--- SUPPLIED MATERIAL ---
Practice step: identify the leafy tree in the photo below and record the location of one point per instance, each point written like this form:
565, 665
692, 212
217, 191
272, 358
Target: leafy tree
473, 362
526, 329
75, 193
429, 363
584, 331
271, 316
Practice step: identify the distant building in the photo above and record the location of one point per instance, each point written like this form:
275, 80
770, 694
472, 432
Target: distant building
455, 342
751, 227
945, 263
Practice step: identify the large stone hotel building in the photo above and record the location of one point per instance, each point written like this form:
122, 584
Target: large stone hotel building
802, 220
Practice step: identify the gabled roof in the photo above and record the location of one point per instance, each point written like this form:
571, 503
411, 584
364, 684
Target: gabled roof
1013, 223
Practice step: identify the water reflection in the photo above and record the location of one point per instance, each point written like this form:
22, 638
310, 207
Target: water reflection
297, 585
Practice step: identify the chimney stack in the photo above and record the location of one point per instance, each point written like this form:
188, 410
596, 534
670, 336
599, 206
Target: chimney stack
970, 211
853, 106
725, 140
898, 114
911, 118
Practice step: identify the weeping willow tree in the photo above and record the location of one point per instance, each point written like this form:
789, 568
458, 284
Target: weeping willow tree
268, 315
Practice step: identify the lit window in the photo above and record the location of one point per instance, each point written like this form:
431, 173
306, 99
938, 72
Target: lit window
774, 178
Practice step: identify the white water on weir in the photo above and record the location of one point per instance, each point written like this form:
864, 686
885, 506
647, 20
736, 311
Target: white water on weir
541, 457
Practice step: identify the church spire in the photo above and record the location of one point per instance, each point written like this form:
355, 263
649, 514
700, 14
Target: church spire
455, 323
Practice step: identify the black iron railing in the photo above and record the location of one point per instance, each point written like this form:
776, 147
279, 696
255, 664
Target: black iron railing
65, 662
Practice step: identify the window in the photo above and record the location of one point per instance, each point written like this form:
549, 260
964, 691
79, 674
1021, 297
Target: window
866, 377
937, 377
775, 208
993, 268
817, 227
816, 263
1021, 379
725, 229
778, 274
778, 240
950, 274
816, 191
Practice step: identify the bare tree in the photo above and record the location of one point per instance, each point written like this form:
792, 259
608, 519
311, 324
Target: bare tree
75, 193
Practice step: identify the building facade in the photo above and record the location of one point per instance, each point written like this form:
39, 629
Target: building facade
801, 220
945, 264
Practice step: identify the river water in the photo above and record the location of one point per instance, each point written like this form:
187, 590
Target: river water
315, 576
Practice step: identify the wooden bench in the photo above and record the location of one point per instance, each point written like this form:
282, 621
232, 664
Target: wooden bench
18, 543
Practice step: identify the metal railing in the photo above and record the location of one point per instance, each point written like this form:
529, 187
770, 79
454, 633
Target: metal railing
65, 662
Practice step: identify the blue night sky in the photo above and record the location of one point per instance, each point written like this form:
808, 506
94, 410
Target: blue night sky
---
EXERCISE INSTRUCTIONS - Only the number should be given: how many lines in the entries above contain the string "night"?

FINAL ANSWER - 2